● **What to work on**: Word for word, restate the lines that run from the line containing "Target: gray wall" to the last line of the records below.

Records provided Start Marker

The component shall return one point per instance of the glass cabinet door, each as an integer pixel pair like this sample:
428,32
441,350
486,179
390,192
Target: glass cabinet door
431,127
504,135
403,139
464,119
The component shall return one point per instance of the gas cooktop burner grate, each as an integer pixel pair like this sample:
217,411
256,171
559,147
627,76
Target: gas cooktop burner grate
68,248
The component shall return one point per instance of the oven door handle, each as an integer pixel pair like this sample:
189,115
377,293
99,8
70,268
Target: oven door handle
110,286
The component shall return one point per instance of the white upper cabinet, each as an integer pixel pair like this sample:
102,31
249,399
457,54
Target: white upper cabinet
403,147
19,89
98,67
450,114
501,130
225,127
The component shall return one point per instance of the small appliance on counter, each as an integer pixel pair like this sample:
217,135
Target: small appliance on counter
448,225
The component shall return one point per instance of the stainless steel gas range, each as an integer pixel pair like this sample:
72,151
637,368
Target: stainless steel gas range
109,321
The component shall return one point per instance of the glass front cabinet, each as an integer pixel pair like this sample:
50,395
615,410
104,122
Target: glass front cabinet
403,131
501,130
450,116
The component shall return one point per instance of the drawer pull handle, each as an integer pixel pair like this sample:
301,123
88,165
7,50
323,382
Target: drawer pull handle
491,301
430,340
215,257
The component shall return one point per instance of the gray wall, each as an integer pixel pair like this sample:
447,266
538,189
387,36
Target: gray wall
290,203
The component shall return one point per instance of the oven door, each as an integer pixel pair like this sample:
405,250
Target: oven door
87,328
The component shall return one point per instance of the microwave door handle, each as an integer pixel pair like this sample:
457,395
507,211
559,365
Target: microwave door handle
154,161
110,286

Records provided End Marker

● **Reply**:
Target: gray wall
290,203
The component shall return one point per instance of the oven door, each as an integer pixel pair like this sample:
405,250
Target: oven door
87,328
The component shall return one point per instance of the microwave door handle, each as an integer pixel pair like this sample:
457,395
507,211
559,365
Target: microwave door handle
154,161
110,286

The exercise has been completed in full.